Task details ▸ Present the following data again exactly as it is shown.

_____

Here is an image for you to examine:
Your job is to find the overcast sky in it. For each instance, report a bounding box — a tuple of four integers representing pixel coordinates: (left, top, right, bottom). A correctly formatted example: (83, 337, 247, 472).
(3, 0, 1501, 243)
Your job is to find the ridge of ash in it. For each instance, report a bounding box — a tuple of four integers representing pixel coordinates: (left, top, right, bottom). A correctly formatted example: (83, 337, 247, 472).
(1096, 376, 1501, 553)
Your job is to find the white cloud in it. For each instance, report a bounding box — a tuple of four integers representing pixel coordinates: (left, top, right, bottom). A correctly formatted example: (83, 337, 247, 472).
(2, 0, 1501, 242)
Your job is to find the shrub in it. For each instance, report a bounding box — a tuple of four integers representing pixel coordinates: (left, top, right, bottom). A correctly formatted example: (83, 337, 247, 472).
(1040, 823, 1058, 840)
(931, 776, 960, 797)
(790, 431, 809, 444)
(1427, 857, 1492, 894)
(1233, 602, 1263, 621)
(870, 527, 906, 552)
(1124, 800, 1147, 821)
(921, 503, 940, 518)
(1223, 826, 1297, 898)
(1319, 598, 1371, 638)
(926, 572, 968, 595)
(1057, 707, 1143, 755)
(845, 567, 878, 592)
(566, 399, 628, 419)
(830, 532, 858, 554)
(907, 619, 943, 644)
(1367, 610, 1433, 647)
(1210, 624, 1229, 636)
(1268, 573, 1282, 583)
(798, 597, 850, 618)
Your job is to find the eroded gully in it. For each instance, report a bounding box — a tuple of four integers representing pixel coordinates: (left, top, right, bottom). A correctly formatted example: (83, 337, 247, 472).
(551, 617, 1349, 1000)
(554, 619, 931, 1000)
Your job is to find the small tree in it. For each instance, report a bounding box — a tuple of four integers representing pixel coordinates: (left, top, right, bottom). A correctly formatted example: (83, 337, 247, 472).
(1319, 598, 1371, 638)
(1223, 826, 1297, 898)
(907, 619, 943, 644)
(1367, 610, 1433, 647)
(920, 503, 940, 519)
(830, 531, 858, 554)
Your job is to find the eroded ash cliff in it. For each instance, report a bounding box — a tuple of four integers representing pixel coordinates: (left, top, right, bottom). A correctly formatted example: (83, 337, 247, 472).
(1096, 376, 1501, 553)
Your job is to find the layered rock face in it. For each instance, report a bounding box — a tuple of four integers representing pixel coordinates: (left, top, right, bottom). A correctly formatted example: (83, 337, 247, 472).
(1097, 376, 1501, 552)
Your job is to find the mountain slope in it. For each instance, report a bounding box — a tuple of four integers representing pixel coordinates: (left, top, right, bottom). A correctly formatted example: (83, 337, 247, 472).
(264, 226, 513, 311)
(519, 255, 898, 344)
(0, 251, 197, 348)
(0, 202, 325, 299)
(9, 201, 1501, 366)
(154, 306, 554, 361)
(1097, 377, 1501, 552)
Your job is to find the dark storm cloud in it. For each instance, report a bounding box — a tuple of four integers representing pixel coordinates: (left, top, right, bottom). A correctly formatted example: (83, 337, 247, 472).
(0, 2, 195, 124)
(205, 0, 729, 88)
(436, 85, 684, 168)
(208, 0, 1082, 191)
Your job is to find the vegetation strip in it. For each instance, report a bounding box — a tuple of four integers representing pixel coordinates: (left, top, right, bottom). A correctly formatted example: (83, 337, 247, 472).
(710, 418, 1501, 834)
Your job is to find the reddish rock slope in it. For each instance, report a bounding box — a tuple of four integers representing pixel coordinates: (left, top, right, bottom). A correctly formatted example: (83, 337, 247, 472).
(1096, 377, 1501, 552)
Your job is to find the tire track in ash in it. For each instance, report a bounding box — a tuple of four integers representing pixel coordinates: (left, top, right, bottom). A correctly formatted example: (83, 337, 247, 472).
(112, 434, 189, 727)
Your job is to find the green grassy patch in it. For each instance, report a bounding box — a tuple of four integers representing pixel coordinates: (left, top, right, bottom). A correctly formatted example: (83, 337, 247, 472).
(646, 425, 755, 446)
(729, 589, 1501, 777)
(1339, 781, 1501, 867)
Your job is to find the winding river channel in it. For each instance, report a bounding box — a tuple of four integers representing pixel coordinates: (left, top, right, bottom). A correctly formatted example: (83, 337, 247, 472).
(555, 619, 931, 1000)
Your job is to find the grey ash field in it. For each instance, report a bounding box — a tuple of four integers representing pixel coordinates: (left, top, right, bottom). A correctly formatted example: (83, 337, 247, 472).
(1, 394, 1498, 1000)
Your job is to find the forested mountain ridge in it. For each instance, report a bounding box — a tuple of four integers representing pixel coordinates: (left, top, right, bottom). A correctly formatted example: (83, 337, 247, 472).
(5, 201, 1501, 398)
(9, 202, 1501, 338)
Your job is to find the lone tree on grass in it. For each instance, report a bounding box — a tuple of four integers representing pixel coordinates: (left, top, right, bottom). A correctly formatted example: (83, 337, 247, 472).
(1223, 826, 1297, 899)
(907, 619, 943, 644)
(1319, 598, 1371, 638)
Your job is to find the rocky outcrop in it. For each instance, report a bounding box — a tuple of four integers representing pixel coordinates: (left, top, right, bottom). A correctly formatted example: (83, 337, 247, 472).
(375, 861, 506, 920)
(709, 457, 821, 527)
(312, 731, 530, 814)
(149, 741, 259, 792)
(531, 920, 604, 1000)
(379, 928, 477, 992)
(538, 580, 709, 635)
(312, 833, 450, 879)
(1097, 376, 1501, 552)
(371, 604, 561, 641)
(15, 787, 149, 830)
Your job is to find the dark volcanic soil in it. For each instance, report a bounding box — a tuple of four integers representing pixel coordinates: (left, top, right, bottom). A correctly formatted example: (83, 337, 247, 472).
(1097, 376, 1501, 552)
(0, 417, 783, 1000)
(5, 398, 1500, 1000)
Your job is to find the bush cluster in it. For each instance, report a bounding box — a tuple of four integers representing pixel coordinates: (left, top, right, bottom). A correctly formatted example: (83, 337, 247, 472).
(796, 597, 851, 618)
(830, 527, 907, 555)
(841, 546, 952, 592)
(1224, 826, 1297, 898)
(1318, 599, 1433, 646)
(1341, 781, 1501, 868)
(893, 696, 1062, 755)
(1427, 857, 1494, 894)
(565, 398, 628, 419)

_____

Response to this exercise ▸
Here is an image for you to examine:
Your job is to find the overcast sky in it. For each instance, report a bounding box — a tuple of four integers representing pixel coordinates: (left, top, right, bottom). A correctly formatted example: (83, 337, 247, 472).
(3, 0, 1501, 243)
Your job is to find the ridge of ash in it. For each instance, report a bounding box — a tuple of four integers representing pixel coordinates: (left, top, right, bottom). A correctly formatted example: (83, 337, 247, 472).
(1096, 376, 1501, 553)
Your job is to find the white cloud in it. For each instance, report a bounding box — a tuple of four integers representing pixel coordinates: (left, top, right, bottom). A correctly formatted example: (83, 337, 247, 472).
(2, 0, 1501, 242)
Your job is to find the shrub in it. For each instance, report a bounding box — a tuple of four integers representing pixel coordinates: (left, top, right, bottom). A correctly formatted example: (83, 337, 247, 472).
(1040, 823, 1058, 840)
(931, 776, 960, 797)
(790, 431, 809, 444)
(1427, 857, 1492, 894)
(1233, 602, 1263, 621)
(870, 527, 906, 552)
(1124, 800, 1147, 821)
(921, 503, 940, 518)
(1223, 826, 1297, 898)
(1319, 598, 1371, 638)
(926, 572, 968, 595)
(1057, 707, 1143, 755)
(845, 567, 878, 592)
(566, 399, 628, 419)
(830, 532, 858, 554)
(907, 619, 943, 644)
(1367, 610, 1433, 647)
(1210, 624, 1229, 636)
(1268, 573, 1282, 583)
(798, 597, 850, 618)
Your job is to find the eroded gully in it. For each instance, report a bounding box — a tuple of four integers representing pixel coordinates: (left, top, right, bottom). A correctly formatted example: (83, 337, 247, 472).
(551, 617, 1349, 1000)
(554, 619, 931, 1000)
Your job is to find the small tree in it. For each instance, report a bounding box — a tuple of four integers representing pixel coordinates: (left, top, right, bottom). A correctly formatted example: (83, 337, 247, 472).
(1319, 598, 1371, 638)
(1223, 826, 1297, 898)
(907, 619, 943, 644)
(1367, 610, 1433, 647)
(920, 503, 940, 519)
(830, 531, 858, 554)
Your job is to find the eroded ash cliff in it. For each instance, report a bounding box — a tuple of four integers representing pixel coordinates: (left, top, right, bottom). A correctly formatted example: (83, 337, 247, 472).
(1096, 376, 1501, 553)
Your job is to find the layered rock face in it. For each instance, report a bounding box — a tuple of four integers representing pixel coordinates: (left, top, right, bottom). A correctly formatted example: (83, 337, 247, 472).
(1097, 376, 1501, 552)
Your job is to find the mountain slope in it. For each instance, report a bounding box — a tuple of four integers representing pixel coordinates: (left, top, right, bottom). A correctly formatted example: (83, 337, 247, 472).
(264, 226, 513, 311)
(519, 255, 898, 344)
(0, 251, 197, 348)
(0, 202, 325, 299)
(9, 201, 1501, 366)
(154, 306, 554, 361)
(1097, 377, 1501, 552)
Your job is to find the dark storm cloud in it. For each instance, report a bounding box — a tuple of four integers representing pixel coordinates: (left, top, right, bottom). A correctly formatted example: (83, 337, 247, 472).
(0, 2, 195, 124)
(205, 0, 729, 88)
(436, 85, 684, 168)
(208, 0, 1082, 191)
Your job is to find the vegetation strip in it. For each instance, report a bounding box — a tuple of four integers representing pixel coordinates: (left, top, right, bottom). A correctly formatted example: (83, 337, 247, 472).
(710, 418, 1501, 834)
Your job is to find the reddish rock slope in it. For each instance, report a bounding box — a tuple of four integers representing pixel coordinates: (left, top, right, bottom). A correctly formatted example: (83, 337, 247, 472).
(1096, 377, 1501, 552)
Your job is to find the tire track in ash in it. For each instance, report a bounding box — a tuple of four integers representing pixel coordinates: (left, top, right, bottom). A correctly formatted example: (83, 337, 247, 472).
(112, 434, 189, 727)
Your job is to find the green grassy patch in it. For each instance, report a bounding box — a tuple of four integers representing pixel coordinates: (left, top, right, bottom). A correctly formatted example: (83, 337, 247, 472).
(646, 425, 755, 446)
(729, 589, 1501, 777)
(1339, 781, 1501, 867)
Your job is to find the winding river channel in it. For each instance, report a bounding box — a tuple of four integers representing pixel coordinates: (left, top, right, bottom). A correctly formatted example: (83, 337, 247, 472).
(555, 619, 931, 1000)
Your job is to find the grey ash field in it. For each instance, report a bounding box — a tuple of four integers representing pixel coordinates: (left, top, right, bottom). A correctly formatted example: (83, 337, 247, 472).
(1, 394, 1498, 1000)
Your job is to find the forested mountain ridge in it. For each instance, report a bounding box — a tuple of four integers representing pixel coordinates: (left, top, right, bottom). A correctly formatted example: (83, 337, 247, 472).
(5, 201, 1501, 398)
(9, 202, 1501, 338)
Your job is to find the lone tree on grass in it. For each instance, report a bounding box — a tuple of four integers representing pixel coordinates: (left, top, right, bottom). A correctly formatted example: (83, 337, 247, 472).
(1223, 826, 1297, 899)
(907, 619, 943, 644)
(1319, 598, 1371, 638)
Your job is to find the rocky outcrop in it. For each instance, report a bounding box — a tuple of four integers representing pixel coordinates: (left, top, right, bottom). A correctly formatted example: (83, 337, 247, 472).
(375, 861, 506, 920)
(709, 457, 821, 527)
(312, 731, 530, 814)
(149, 741, 259, 792)
(531, 920, 604, 1000)
(379, 928, 477, 992)
(538, 580, 709, 635)
(312, 833, 450, 879)
(1097, 376, 1501, 552)
(371, 604, 561, 641)
(15, 787, 149, 830)
Your job is to find the dark volcanic soil in it. For each instance, report a bounding box — a tuple of four integers representing pixel coordinates: (left, top, right, bottom). A correctly formatted example: (83, 337, 247, 472).
(1097, 376, 1501, 552)
(0, 417, 783, 1000)
(5, 398, 1500, 1000)
Your job is to find the bush cluster in it. For each instance, report a bounding box — a tuple of four integers representing pixel coordinates: (left, top, right, bottom). A correctly formatted example: (83, 337, 247, 472).
(796, 597, 851, 618)
(830, 527, 907, 555)
(841, 546, 952, 592)
(1224, 826, 1297, 898)
(1318, 599, 1433, 646)
(1341, 781, 1501, 868)
(893, 696, 1062, 755)
(1427, 857, 1494, 894)
(565, 398, 628, 419)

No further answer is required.